**DATA FOR PROCESSING**
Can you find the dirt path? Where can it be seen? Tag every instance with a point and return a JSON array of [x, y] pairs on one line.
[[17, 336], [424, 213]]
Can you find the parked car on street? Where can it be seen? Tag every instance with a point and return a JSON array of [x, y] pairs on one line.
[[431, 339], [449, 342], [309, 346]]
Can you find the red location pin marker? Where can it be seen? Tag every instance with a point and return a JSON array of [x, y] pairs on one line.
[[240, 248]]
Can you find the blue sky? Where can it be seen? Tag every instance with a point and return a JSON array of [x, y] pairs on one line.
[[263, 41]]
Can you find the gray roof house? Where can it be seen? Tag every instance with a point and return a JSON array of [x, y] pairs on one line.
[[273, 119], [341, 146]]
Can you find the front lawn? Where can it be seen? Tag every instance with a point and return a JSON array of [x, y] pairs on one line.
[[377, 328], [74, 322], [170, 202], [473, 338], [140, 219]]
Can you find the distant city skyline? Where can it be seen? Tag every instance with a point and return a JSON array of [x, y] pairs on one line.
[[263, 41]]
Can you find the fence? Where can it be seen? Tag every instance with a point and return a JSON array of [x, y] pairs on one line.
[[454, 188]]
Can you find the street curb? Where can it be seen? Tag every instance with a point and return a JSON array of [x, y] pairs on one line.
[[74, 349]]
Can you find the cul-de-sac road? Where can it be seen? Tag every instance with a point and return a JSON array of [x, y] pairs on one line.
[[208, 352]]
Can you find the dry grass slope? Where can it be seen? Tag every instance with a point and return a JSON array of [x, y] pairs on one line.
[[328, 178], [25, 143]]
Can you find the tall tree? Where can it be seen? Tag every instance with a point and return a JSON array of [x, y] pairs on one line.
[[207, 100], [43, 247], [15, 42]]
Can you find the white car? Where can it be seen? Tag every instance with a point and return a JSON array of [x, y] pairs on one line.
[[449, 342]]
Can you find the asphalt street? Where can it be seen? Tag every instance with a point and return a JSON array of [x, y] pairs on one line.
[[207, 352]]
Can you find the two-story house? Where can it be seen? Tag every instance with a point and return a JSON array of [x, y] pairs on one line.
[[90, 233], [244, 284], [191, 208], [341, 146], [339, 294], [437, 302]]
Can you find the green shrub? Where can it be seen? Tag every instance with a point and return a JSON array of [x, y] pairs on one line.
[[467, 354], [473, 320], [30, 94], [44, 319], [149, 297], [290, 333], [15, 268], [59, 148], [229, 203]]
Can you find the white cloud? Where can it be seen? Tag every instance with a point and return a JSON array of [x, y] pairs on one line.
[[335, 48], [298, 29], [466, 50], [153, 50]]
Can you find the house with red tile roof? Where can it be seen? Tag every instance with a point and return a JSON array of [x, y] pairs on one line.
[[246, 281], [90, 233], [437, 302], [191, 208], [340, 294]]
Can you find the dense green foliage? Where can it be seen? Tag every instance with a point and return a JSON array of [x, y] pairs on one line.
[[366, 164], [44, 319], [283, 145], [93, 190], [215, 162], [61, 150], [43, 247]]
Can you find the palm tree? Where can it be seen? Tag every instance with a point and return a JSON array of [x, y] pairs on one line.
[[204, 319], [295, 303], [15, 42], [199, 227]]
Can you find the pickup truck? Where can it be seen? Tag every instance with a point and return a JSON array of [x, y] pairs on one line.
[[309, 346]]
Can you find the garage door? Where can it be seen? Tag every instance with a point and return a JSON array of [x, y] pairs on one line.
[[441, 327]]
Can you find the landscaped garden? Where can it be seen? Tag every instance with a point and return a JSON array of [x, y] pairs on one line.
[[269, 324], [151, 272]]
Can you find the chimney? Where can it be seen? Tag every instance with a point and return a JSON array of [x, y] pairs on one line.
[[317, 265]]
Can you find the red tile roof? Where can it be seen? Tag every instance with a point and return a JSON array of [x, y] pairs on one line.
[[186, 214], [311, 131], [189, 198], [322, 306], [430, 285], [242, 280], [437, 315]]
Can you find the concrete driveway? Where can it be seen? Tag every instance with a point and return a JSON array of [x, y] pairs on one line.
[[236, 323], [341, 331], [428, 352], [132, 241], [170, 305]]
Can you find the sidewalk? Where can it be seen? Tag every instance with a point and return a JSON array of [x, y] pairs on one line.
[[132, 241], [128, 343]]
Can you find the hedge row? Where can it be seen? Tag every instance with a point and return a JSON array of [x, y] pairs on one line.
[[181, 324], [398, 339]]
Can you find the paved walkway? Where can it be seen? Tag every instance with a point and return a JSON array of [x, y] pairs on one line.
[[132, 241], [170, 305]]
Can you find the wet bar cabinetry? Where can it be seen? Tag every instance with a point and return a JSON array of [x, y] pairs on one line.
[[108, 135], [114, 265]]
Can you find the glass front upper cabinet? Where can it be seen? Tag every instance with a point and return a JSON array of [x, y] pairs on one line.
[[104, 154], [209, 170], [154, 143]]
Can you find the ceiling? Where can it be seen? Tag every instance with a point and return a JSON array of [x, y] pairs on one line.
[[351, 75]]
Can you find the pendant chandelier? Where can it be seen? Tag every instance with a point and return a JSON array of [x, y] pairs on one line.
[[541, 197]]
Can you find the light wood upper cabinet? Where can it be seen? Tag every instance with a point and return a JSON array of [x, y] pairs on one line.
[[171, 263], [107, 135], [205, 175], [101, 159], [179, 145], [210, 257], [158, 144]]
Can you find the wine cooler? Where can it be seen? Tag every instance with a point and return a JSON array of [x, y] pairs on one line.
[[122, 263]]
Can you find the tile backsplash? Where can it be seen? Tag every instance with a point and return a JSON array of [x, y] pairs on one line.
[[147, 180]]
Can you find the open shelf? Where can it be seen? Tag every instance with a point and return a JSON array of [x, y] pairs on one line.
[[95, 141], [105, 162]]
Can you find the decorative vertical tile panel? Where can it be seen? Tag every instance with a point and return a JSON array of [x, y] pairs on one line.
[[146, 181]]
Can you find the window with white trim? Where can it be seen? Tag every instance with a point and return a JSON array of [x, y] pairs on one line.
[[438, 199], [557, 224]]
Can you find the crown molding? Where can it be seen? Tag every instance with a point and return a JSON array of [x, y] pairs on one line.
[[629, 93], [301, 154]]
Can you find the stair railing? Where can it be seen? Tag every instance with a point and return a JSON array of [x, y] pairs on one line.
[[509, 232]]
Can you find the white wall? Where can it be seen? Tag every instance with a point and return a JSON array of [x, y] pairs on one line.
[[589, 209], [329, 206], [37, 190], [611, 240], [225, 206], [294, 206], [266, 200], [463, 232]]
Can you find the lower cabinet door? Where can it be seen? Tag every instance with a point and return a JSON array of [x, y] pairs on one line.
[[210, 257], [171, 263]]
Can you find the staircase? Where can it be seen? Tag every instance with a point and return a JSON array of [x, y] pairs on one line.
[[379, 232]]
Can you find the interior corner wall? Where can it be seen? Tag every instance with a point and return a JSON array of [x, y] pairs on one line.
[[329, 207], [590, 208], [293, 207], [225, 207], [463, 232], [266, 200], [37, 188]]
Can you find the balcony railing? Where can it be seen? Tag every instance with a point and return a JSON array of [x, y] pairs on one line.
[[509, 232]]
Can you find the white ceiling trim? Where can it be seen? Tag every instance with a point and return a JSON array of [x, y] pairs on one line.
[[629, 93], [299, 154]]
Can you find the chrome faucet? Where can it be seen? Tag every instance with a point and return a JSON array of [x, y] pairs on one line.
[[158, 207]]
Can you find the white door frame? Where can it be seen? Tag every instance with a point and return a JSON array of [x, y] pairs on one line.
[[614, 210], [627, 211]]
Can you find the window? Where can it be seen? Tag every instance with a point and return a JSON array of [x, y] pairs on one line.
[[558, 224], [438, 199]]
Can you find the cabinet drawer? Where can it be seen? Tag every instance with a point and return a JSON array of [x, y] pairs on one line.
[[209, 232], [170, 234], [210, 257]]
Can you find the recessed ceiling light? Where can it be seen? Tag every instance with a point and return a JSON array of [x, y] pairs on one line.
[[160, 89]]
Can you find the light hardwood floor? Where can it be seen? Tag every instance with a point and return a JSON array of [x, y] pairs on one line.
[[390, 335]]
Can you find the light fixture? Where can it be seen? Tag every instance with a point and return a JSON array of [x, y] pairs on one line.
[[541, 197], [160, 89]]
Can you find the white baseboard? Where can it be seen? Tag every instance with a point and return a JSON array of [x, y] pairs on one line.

**PROBLEM TO SOLVE**
Copy from the line with "Can you find the light hardwood" to the final line of the records, inclusive, and add nothing else.

**ANSWER BOX**
Can you find the light hardwood floor? Where can it be seen? Tag every instance with a point and return a JSON array of [x, y] pairs on one line.
[[390, 335]]
Can you find the light fixture? Where can it be seen? Tag every instance with a point and return a JSON array of [x, y] pairs on one line.
[[541, 197], [160, 89]]
Can you find the white baseboard? Where can it be seen? Tag every instance with a point and return a JSON array of [x, y] pairs on one line.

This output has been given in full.